'''
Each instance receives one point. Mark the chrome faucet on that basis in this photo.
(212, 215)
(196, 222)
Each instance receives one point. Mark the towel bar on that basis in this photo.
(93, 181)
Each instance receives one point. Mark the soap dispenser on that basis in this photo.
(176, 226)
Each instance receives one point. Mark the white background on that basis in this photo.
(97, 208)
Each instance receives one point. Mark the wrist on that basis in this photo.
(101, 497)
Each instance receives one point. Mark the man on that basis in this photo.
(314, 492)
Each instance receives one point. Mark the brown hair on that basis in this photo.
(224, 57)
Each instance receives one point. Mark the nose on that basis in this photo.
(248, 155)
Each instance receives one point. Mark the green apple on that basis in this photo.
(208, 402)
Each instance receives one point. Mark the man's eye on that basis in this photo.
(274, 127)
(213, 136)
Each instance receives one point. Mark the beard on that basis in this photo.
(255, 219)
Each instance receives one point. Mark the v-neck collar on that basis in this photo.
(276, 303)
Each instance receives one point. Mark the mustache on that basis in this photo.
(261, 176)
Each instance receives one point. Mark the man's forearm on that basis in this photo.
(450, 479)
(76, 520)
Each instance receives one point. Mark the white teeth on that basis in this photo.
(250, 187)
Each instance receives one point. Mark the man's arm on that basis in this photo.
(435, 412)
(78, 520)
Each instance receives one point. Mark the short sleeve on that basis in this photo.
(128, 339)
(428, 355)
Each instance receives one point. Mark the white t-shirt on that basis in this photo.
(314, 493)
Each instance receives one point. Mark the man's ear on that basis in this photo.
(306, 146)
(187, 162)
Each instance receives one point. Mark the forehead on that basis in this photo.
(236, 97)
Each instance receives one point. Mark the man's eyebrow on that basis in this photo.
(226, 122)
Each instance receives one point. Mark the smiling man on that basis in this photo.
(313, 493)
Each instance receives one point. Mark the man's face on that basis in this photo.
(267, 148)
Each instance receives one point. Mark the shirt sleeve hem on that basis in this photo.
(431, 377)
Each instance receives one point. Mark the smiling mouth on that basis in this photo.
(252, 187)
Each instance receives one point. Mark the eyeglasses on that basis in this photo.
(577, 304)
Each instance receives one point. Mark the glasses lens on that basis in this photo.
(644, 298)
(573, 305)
'''
Exercise directions —
Exactly as written, please output every entry.

Result —
Each instance receives one point. Mark the chrome faucet on that basis in this photo.
(212, 215)
(196, 222)
Each instance receives one point. Mark the towel bar on that basis in this photo.
(93, 181)
Each instance receives one point. Mark the soap dispenser on that basis in this photo.
(176, 226)
Each instance receives one point. Mark the white background on that basis in this photo.
(97, 208)
Each instance receives one point. Mark the wrist on that basis in this photo.
(101, 497)
Each instance receives one point. Mark the man on that basis in this photo.
(314, 492)
Each instance receives one point. Mark the brown hair on that basis in this photo.
(224, 57)
Each instance receives one point. Mark the nose on that basis in this photo.
(248, 155)
Each instance receives one point. Mark the green apple on that basis in this photo.
(208, 402)
Each instance receives one point. Mark the man's eye on that basis in this photo.
(274, 127)
(213, 136)
Each instance receives one point. Mark the beard on that basis in this photo.
(255, 219)
Each instance receives one point. Mark the v-neck collar on that basis in this photo.
(276, 303)
Each instance receives one point. Mark the mustache on that basis in this photo.
(261, 176)
Each instance receives one point. Mark the man's forearm on that basis in this photo.
(450, 479)
(76, 520)
Each instance receives one point. Mark the white teeth on that basis in this photo.
(250, 187)
Each instance receives one point. Mark the man's arm on that basis in this photo.
(435, 412)
(78, 520)
Each instance receives one point. Mark the short sleeve on that basis in this photo.
(128, 339)
(428, 355)
Each instance receives one point. Mark the white t-shirt on that basis in this photo.
(314, 493)
Each instance receives one point. Mark the man's ear on that basis in this photo.
(306, 146)
(187, 162)
Each instance receives one point. Mark the forehead on that basis in this photo.
(236, 97)
Each instance receives one point. Mark the man's eyebrow on that basis in this photo.
(226, 122)
Each instance receives one point. Mark the smiling man on that basis in this photo.
(313, 493)
Each instance receives one point. Mark the man's face on that basis in this photo.
(267, 148)
Each instance receives one point. Mark the shirt sleeve hem on that basis in this photo.
(431, 377)
Each instance receives one point. Mark the smiling mouth on that basis in this photo.
(252, 187)
Each instance receives one point. Mark the eyeglasses on that basis in this photo.
(577, 304)
Each instance receives one point. Mark the glasses lens on that basis in this photo.
(644, 298)
(573, 305)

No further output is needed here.